(WORK ORDER) Go through the lines below and count those that contain "fishing"; the number is all that should be returned.

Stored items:
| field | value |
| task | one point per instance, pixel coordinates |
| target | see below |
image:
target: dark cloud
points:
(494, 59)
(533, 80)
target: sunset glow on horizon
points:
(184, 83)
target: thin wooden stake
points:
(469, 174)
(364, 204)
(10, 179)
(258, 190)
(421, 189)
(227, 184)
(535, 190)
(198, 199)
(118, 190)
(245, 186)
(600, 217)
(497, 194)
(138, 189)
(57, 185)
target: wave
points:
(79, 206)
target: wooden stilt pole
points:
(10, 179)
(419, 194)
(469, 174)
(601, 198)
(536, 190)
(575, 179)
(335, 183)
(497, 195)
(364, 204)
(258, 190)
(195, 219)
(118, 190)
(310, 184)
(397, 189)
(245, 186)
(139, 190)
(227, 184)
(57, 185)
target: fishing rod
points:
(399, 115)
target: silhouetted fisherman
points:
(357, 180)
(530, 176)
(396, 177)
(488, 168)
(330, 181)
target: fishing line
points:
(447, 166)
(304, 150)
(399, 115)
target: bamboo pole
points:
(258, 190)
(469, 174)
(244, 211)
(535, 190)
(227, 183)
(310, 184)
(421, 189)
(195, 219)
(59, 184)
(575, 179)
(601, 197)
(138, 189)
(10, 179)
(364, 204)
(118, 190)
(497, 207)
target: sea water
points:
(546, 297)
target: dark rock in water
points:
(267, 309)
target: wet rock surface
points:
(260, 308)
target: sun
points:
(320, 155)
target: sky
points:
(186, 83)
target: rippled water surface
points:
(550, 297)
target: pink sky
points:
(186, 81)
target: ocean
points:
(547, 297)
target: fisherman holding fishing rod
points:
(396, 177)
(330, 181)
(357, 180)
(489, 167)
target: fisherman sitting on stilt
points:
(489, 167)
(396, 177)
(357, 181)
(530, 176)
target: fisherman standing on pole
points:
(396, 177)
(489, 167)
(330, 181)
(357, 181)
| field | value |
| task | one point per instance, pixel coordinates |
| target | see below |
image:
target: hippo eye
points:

(TASK OUTPUT) 3